§ Problem description: Turn the stretch of rows below, from the line containing "# test: put a marker on the green lawn, one" through the last row, into a numbered list with blank lines left out.

begin

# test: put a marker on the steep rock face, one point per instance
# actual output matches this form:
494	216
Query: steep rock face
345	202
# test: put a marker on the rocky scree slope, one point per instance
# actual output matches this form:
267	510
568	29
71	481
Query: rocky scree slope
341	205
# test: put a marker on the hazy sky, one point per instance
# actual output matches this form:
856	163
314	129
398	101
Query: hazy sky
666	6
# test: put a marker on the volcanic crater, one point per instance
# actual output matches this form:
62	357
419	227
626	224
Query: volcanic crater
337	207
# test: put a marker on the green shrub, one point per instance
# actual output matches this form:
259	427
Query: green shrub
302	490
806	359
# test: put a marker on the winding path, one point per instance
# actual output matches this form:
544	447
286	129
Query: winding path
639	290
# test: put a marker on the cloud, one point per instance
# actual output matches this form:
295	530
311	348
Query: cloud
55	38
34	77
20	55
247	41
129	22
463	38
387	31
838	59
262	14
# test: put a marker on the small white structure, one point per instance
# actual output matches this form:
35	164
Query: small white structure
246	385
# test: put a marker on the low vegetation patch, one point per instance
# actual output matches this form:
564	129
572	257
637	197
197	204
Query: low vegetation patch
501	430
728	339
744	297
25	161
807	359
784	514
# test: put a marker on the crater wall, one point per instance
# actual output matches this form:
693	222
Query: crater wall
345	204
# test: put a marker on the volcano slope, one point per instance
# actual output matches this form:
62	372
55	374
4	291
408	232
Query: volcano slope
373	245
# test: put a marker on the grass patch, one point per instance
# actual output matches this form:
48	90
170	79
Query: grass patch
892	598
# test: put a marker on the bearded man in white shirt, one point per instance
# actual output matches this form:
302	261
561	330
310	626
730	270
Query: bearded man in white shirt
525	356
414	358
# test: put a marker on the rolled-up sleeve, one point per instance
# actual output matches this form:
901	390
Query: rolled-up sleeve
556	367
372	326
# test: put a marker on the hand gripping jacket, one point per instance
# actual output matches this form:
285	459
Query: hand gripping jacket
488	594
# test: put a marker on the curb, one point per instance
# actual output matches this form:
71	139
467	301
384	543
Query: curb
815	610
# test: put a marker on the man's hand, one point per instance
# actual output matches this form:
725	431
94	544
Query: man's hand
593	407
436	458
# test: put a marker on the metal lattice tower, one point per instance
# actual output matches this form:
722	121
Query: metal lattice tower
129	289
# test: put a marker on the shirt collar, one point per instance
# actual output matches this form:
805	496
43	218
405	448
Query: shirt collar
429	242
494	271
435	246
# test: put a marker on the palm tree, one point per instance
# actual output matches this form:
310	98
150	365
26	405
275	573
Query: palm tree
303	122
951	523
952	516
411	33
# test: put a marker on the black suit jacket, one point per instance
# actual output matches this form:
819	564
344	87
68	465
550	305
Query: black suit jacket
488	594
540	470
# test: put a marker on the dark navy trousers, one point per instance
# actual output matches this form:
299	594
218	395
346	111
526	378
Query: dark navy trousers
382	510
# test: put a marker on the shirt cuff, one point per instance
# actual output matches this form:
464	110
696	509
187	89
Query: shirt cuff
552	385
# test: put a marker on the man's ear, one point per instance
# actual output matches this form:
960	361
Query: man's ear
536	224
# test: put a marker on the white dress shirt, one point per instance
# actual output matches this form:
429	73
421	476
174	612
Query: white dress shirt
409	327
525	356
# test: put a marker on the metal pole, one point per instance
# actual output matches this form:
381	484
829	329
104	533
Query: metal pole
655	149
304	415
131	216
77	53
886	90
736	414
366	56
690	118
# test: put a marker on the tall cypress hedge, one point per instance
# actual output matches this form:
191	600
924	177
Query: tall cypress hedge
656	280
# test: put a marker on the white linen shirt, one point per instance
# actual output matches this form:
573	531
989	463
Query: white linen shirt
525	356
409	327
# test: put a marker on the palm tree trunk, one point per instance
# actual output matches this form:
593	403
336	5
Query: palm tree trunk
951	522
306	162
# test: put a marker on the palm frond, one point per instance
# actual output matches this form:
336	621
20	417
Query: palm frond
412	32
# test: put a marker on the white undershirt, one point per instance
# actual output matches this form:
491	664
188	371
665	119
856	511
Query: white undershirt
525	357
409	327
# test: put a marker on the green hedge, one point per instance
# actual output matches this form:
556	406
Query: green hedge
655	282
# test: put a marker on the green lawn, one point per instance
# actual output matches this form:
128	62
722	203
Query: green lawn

end

§ Reply:
1. # test: put a marker on the green lawn, one point per instance
2. # actual output matches this form:
3. 128	62
4. 722	203
5. Query: green lawn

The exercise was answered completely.